Schriftliche Aufgaben
1. Wie lässt sich der Redeauszug in zwei Sätzen zusammenfassen?
2. Bearbeite im Redeauszug den Abschnitt, der mit den Worten „Kommen wir zum“ beginnt und mit „Es ist unerträglich.“ endet, indem du „Haushaltsantrag“ durch „Änderungsantrag“ ersetzt, und gib ihn dann wieder.

Redeauszug
Es gibt keine sichtbar tätige Stelle, die diese Aufgaben, die wir als Querschnittsaufgaben betrachten sollten, koordiniert und voranbringt. Es gibt eine Broschüre hier und eine Einbürgerungsfeier da, aber das löst keine Probleme.

Der Bürgermeister ist leider heute nicht da, aber an dieser Stelle möchte ich dennoch ausdrücklich die so geschickt terminierte Ankündigung der Einbürgerungskampagne begrüßen. Trotz der auf Bundesebene bestehenden Probleme wie der Optionspflicht betrachten auch wir das als den richtigen Weg, nämlich auf die Menschen zuzugehen und Unterstützung zu leisten bei der Wahrnehmung ihrer Rechte.

(Beifall bei Wolfgang Rose SPD)

Kommen wir zum Haushaltsantrag der SPD-Fraktion.

(Dirk Kienscherf SPD: Ja, da haben Sie vie- le!)

Dazu komme ich doch noch. Herr Kienscherf, hören Sie doch zur Abwechslung auch einmal zu. Es ist unerträglich.

(Beifall bei der LINKEN)

Angezeigte Daten
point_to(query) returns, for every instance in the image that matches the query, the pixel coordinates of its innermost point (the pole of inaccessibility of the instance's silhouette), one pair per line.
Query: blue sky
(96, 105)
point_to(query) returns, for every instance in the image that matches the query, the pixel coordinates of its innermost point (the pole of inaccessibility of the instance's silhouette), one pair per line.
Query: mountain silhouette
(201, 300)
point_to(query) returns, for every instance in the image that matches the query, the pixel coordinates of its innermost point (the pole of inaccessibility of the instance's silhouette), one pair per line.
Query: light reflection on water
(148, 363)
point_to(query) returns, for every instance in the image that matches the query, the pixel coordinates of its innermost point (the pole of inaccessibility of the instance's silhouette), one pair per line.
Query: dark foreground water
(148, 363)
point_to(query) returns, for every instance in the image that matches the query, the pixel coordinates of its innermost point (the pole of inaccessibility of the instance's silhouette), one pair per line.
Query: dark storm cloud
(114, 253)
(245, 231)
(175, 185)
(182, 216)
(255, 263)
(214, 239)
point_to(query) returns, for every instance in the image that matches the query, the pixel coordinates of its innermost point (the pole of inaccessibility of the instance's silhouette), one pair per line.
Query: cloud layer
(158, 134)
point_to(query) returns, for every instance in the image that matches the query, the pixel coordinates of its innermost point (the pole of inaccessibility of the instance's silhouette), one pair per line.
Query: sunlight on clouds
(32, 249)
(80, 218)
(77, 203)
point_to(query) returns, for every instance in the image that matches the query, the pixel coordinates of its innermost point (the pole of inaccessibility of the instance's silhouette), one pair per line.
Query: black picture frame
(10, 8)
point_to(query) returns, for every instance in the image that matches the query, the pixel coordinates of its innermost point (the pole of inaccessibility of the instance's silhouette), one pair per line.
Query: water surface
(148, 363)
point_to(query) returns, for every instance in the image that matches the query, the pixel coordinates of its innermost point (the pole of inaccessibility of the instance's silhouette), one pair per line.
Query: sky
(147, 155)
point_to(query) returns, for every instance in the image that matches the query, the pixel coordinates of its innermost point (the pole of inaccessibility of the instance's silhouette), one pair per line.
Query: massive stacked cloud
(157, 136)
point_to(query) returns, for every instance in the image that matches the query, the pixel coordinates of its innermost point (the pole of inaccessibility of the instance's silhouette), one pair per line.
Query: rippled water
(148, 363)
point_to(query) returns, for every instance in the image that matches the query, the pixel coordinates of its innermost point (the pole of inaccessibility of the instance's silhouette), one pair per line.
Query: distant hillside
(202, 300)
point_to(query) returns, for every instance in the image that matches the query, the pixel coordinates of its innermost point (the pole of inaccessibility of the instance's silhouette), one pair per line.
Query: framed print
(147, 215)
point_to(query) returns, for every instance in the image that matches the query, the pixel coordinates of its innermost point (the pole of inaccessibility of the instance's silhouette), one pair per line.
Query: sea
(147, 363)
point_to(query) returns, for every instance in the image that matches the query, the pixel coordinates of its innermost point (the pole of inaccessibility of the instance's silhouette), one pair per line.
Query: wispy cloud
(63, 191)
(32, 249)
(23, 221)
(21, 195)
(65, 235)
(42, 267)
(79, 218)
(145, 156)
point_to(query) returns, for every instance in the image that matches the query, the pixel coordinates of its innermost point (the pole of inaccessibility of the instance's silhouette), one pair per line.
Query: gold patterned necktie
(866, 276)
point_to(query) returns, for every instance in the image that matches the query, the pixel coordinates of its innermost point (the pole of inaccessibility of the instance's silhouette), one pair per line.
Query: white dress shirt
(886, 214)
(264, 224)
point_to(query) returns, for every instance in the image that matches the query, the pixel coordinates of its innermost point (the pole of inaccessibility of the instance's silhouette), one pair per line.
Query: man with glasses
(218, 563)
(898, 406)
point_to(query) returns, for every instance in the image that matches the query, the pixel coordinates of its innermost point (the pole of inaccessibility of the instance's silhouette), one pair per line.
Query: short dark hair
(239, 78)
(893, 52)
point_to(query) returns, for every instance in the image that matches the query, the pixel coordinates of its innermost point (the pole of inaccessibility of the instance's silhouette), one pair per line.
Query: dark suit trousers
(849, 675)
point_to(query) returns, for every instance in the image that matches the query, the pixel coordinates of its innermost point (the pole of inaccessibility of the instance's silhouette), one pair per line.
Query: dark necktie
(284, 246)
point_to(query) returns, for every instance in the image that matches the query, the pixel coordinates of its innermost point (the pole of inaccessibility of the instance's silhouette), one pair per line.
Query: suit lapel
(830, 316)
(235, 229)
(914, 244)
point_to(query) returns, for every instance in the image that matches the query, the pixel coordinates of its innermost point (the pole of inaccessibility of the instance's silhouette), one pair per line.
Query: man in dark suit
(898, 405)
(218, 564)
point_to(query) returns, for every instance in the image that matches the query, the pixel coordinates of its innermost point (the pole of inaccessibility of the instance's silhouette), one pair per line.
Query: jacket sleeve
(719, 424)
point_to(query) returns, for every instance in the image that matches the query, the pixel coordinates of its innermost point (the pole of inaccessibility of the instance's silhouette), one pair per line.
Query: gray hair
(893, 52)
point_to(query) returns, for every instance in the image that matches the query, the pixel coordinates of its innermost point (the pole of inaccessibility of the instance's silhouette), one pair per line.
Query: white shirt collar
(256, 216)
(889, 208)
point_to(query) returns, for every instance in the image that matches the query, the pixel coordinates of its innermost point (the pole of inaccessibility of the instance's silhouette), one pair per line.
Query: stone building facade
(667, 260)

Lösungen
1. Im Redeauszug wird bemängelt, dass keine sichtbar tätige Stelle die als Querschnittsaufgaben zu betrachtenden Aufgaben koordiniert und voranbringt und dass eine Broschüre hier und eine Einbürgerungsfeier da keine Probleme lösen. Trotz Problemen auf Bundesebene wie der Optionspflicht wird die Ankündigung der Einbürgerungskampagne ausdrücklich begrüßt, weil es der richtige Weg sei, auf die Menschen zuzugehen und sie bei der Wahrnehmung ihrer Rechte zu unterstützen.

2.
Kommen wir zum Änderungsantrag der SPD-Fraktion.

(Dirk Kienscherf SPD: Ja, da haben Sie vie- le!)

Dazu komme ich doch noch. Herr Kienscherf, hören Sie doch zur Abwechslung auch einmal zu. Es ist unerträglich.